-- start --
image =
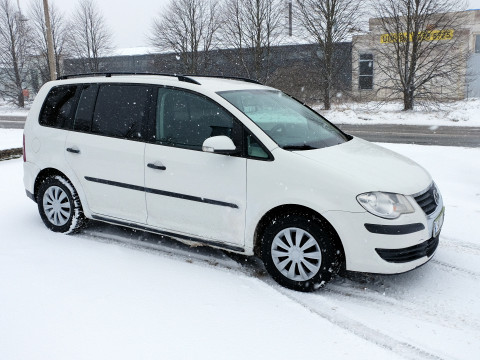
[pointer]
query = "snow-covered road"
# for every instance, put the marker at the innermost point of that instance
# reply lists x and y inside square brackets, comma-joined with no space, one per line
-- end --
WHAT THE EXERCISE ASKS » Pull every line of the data above out verbatim, leaving the pictures out of your answer.

FINAL RESULT »
image =
[pointer]
query = "snow-covered road"
# for every instance, put the marker at the innermost point of that instance
# reply lists x and y inside square brackets, comma-joined with no space, one per line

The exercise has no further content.